(Stored records):

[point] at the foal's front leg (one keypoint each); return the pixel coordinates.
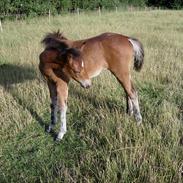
(53, 105)
(62, 91)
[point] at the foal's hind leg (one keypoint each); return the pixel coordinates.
(62, 91)
(132, 97)
(129, 108)
(53, 105)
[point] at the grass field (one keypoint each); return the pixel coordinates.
(103, 144)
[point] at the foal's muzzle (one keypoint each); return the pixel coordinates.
(85, 83)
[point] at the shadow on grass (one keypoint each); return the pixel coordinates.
(14, 74)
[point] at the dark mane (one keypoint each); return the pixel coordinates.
(55, 40)
(74, 52)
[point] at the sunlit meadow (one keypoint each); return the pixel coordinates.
(102, 144)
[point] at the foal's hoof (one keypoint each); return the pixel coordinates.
(60, 136)
(48, 130)
(138, 119)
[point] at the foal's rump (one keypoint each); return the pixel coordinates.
(118, 50)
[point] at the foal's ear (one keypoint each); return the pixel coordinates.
(83, 45)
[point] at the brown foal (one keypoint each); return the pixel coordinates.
(81, 60)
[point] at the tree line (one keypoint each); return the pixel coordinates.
(41, 7)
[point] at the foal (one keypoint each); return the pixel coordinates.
(81, 60)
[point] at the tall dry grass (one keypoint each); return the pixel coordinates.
(103, 144)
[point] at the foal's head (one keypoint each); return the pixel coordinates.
(75, 67)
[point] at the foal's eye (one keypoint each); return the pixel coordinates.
(77, 72)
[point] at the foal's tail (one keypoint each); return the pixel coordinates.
(138, 53)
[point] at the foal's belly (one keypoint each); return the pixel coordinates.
(95, 73)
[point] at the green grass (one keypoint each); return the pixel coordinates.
(102, 144)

(Your instructions):
Write the records out once more, exactly as they appear, with no pictures.

(Worked answer):
[point] at the foal's front leg (one keypoint each); return the pixel coordinates.
(53, 105)
(62, 91)
[point] at the foal's hind leg (one keypoint each); return the pixel coordinates.
(62, 91)
(132, 97)
(129, 108)
(53, 105)
[point] at the grass field (one keypoint each); return the pixel coordinates.
(103, 144)
[point] at the foal's muzzle (one keypoint each); return the pixel coordinates.
(85, 83)
[point] at the shadow on grass (one keypoint each); return the pixel coordinates.
(14, 74)
[point] at the dark mane (one keypoint each); return the pixel coordinates.
(55, 40)
(74, 52)
[point] at the sunlit meadow (one keypoint each); return the pixel coordinates.
(102, 144)
[point] at the foal's hoof (one keypoint each); return the pixel coordinates.
(60, 136)
(48, 130)
(138, 119)
[point] at the foal's rump (one keypoint each); return the pixel coordinates.
(118, 50)
[point] at the foal's ear (one keypoint each); return the pixel coordinates.
(83, 45)
[point] at the brown foal (one keypoint each); return the pixel coordinates.
(81, 60)
[point] at the tree line (one keypoint each); return the pixel coordinates.
(41, 7)
[point] at the foal (one keypoint each); return the pixel coordinates.
(81, 60)
[point] at the tall dry grass (one keypoint each); return the pixel coordinates.
(103, 144)
[point] at the foal's head (one keypoint each); return the pixel coordinates.
(75, 67)
[point] at the foal's eye (one keypoint each); return the pixel coordinates.
(77, 72)
[point] at the foal's tail (one keypoint each); return the pixel coordinates.
(138, 53)
[point] at the foal's belly (one keypoint each); return the pixel coordinates.
(95, 73)
[point] at the green grass (one keypoint each); return the pixel coordinates.
(102, 144)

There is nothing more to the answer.